→ **YOUR INSTRUCTIONS**: Copy the items below word for word, from the line that contains "Question. For every instance of the guitar strap" through the final line of the items.

→ **RECORD EXTRACTS**:
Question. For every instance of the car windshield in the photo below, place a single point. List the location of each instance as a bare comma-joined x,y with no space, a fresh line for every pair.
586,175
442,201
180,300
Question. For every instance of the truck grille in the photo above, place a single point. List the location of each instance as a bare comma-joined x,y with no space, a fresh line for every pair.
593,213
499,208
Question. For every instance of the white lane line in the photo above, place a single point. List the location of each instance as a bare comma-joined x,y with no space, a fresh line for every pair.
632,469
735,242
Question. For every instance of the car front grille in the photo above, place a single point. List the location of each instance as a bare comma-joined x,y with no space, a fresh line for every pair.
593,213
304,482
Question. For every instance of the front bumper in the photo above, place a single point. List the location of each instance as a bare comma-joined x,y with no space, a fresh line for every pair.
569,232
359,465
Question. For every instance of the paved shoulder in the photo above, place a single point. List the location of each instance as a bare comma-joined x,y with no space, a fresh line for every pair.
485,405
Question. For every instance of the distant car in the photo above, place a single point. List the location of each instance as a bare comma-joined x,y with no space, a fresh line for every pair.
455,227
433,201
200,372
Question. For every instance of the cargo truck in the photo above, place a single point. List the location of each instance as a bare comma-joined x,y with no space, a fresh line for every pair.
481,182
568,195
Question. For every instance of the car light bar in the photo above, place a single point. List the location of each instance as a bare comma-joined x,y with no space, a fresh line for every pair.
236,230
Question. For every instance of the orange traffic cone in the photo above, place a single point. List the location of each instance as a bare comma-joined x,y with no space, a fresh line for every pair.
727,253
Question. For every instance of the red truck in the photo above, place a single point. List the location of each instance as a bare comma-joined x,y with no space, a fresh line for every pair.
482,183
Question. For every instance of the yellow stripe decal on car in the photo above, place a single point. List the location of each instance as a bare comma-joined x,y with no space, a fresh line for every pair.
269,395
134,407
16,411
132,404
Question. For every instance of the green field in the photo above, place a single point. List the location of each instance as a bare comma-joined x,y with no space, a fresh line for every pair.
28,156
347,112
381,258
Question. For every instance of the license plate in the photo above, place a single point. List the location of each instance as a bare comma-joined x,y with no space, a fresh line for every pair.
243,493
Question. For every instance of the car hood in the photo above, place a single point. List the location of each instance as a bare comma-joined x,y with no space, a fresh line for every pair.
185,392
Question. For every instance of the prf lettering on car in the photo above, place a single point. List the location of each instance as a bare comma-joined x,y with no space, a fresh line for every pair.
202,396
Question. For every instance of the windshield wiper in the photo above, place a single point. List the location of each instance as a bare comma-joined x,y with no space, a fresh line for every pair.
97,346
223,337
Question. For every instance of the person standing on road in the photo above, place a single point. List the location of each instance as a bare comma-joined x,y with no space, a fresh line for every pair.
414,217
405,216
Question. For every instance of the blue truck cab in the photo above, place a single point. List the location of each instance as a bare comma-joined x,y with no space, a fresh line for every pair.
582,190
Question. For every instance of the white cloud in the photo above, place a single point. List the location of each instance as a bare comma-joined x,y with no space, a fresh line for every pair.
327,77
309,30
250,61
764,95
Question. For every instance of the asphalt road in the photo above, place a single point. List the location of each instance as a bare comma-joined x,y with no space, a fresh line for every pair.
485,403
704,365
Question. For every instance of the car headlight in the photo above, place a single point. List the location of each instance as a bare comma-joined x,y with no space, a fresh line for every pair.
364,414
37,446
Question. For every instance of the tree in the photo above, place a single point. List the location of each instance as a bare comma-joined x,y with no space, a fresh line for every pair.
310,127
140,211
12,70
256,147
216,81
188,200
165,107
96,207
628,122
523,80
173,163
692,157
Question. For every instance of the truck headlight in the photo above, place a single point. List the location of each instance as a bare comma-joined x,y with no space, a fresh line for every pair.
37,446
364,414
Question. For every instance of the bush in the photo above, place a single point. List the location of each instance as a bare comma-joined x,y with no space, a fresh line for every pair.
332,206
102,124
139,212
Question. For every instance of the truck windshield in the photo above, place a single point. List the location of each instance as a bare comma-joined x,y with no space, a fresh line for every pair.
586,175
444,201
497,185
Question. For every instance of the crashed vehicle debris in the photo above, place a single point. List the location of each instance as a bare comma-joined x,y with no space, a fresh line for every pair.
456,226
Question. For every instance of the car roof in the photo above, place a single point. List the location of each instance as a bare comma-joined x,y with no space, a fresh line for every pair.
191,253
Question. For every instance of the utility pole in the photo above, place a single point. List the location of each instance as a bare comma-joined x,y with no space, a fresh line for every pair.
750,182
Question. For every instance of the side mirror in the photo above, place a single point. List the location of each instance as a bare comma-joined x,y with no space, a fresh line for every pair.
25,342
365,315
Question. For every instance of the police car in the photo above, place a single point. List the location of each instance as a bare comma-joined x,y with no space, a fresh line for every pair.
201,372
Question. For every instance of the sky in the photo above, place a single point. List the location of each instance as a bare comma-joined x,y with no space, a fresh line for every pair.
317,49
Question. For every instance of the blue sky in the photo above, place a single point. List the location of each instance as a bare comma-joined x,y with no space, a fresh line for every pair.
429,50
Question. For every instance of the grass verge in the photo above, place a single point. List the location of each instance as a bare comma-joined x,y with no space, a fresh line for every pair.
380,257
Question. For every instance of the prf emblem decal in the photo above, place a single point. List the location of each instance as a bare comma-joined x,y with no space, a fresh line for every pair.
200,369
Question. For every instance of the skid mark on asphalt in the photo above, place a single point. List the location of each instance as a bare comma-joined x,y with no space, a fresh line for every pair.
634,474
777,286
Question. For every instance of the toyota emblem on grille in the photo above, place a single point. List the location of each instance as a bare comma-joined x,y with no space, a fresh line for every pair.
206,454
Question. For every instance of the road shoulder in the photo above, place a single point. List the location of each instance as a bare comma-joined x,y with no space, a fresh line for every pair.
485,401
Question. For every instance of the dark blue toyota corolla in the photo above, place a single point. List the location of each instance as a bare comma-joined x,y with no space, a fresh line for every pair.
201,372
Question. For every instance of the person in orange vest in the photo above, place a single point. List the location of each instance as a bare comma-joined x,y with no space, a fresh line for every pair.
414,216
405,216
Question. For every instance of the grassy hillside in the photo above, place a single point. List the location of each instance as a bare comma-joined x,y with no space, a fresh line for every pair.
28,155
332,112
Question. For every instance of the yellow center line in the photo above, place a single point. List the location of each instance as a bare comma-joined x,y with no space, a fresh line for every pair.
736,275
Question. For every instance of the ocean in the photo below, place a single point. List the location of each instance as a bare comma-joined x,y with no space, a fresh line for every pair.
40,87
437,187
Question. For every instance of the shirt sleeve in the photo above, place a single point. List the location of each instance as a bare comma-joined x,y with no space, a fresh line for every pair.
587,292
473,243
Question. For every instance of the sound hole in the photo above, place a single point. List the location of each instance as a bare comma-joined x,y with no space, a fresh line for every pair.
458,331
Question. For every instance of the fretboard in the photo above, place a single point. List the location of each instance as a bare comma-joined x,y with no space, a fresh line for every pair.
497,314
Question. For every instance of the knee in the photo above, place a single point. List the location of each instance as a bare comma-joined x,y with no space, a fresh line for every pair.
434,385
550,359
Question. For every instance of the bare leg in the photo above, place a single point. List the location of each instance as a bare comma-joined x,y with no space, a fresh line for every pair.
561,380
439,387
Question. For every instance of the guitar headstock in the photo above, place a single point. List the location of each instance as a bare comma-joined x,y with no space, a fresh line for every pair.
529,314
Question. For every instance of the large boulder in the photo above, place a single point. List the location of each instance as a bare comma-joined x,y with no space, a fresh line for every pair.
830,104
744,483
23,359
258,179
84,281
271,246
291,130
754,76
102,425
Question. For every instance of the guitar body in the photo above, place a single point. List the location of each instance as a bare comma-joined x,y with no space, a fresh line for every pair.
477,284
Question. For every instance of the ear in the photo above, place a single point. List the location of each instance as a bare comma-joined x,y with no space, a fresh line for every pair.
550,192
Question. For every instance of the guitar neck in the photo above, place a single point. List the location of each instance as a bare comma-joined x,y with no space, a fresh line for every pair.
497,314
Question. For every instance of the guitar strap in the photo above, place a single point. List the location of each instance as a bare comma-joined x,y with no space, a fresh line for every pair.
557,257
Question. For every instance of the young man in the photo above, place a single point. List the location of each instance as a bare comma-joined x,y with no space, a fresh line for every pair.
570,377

→ **TASK RESPONSE**:
Question. For every instance of the guitar strap in the photo above, place a single point. List the location of each instance as a bare comma-joined x,y with no space, a fresh line for every pair.
557,257
Question. For every instance of the young man in the photo above, place a single point. List the location of each instance as a bare comma-joined x,y with no space, a fresh line for every pair.
570,377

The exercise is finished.